▶ **Excerpt**:
The night of Dr. William Liddle's funeral, the pipes froze in Betty Liddle's house in Fredericksburg. A plumber came, made repairs and charged nothing for the work.
"One of the nicest things has been the kindness by people in the community--people I don't even know," says Betty Liddle, whose husband, a pediatrician in Fredericksburg for 25 years, died at age 54 in the crash.
The new pediatrics division of the Mary Washington Hospital has been named after Liddle. A new pediatrician, Dr. Melville Wright, has stepped into Liddle's place and cares for many of his patients.
Fred Phillips, Liddle's best friend and fellow physician, says: "We just closed ranks and kept right on marching. When you're sitting with a glass of whiskey in your hand, your mind remembers. But you've got to get on with your life. That's the way Bill would have wanted it."
Bill Liddle's widow shares that practical philosophy.
"One of the things I couldn't say at first was that he had been killed," she says. "Killed. Killed. I just made myself say it until it didn't give me that horrible feeling anymore."
One of the hardest occasions to celebrate without him was the graduation of their daughter Margaret from the University of Virginia. U-Va. was her husband's alma mater and the place where they met.
And it was more than Betty Liddle could bear to send cards this Christmas. A year later, she suffers the dinner hour. But she's kept on marching, moving into a new house, immersing herself in her needlework shop.
"If I didn't have the business, I would have sold Chicken McNuggets," she says. "I give the pain the Scarlet O'Hara treatment--I'll think about it tomorrow when I can handle it better."

▶ **Dataset records**:
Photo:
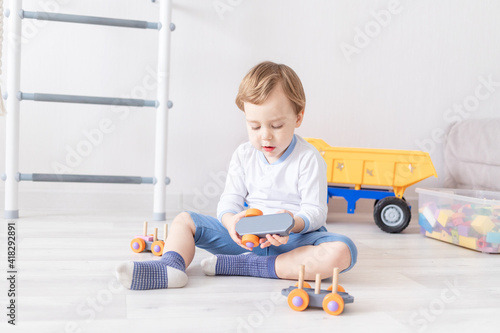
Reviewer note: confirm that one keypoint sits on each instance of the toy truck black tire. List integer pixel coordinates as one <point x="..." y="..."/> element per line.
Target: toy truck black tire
<point x="392" y="214"/>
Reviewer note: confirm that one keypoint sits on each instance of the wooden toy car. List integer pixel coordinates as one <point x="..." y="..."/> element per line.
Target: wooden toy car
<point x="331" y="300"/>
<point x="255" y="225"/>
<point x="396" y="169"/>
<point x="149" y="242"/>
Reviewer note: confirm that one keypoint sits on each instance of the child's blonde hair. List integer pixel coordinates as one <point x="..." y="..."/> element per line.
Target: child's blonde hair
<point x="261" y="80"/>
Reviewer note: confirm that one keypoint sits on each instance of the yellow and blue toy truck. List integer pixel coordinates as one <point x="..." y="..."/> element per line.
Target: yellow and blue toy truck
<point x="358" y="173"/>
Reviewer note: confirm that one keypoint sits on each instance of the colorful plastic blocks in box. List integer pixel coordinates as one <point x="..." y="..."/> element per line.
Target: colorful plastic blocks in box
<point x="472" y="225"/>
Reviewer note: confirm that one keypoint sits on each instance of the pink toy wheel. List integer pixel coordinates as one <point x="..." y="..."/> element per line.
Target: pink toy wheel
<point x="250" y="240"/>
<point x="157" y="248"/>
<point x="137" y="245"/>
<point x="333" y="304"/>
<point x="306" y="285"/>
<point x="298" y="300"/>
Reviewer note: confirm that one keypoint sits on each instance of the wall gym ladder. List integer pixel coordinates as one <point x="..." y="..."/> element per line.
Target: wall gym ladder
<point x="14" y="96"/>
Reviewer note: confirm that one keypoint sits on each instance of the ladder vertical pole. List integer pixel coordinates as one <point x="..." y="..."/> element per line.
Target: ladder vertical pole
<point x="13" y="43"/>
<point x="159" y="213"/>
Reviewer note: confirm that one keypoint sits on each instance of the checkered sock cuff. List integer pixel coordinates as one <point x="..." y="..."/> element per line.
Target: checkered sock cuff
<point x="174" y="259"/>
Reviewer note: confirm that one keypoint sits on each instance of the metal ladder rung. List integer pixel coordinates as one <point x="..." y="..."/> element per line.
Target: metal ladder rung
<point x="38" y="97"/>
<point x="65" y="178"/>
<point x="45" y="16"/>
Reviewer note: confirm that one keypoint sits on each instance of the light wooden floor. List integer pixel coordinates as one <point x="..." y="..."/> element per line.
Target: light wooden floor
<point x="402" y="283"/>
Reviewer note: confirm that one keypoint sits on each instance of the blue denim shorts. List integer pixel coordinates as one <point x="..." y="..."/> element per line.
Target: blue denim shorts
<point x="212" y="236"/>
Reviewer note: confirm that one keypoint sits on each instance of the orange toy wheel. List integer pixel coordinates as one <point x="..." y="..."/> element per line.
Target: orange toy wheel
<point x="339" y="288"/>
<point x="298" y="300"/>
<point x="306" y="285"/>
<point x="157" y="248"/>
<point x="333" y="304"/>
<point x="253" y="212"/>
<point x="250" y="240"/>
<point x="137" y="245"/>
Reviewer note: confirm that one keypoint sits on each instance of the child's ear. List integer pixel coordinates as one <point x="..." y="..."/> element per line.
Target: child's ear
<point x="300" y="117"/>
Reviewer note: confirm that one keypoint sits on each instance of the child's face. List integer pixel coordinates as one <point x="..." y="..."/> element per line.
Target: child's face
<point x="271" y="124"/>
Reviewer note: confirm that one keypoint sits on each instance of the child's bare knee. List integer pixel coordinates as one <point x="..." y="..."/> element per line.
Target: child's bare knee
<point x="338" y="255"/>
<point x="185" y="219"/>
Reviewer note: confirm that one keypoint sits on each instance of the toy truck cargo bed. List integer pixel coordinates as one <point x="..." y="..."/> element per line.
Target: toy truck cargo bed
<point x="357" y="167"/>
<point x="398" y="169"/>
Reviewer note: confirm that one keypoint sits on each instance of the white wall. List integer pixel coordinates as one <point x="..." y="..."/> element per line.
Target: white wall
<point x="397" y="90"/>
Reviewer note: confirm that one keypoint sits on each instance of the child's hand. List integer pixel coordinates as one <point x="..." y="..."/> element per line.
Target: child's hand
<point x="275" y="240"/>
<point x="230" y="223"/>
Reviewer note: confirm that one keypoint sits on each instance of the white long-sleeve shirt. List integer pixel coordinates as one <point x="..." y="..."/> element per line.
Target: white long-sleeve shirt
<point x="296" y="182"/>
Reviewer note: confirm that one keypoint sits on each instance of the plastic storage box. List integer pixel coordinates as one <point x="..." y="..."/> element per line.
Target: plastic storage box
<point x="468" y="218"/>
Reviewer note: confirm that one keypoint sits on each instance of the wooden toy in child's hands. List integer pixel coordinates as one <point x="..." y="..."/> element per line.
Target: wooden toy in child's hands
<point x="331" y="300"/>
<point x="149" y="242"/>
<point x="254" y="226"/>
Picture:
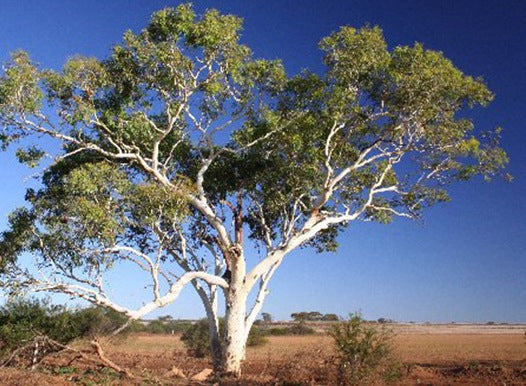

▶ **Work order A**:
In the text about Betty Liddle, rewrite the passage between "One of the hardest" and "her needlework shop.", inclusive, changing "Christmas" to "holiday season".
▶ **Work order B**:
In the text about Betty Liddle, which hospital named its new pediatrics division after Dr. William Liddle?

▶ **Response A**:
One of the hardest occasions to celebrate without him was the graduation of their daughter Margaret from the University of Virginia. U-Va. was her husband's alma mater and the place where they met.
And it was more than Betty Liddle could bear to send cards this holiday season. A year later, she suffers the dinner hour. But she's kept on marching, moving into a new house, immersing herself in her needlework shop.

▶ **Response B**:
The Mary Washington Hospital.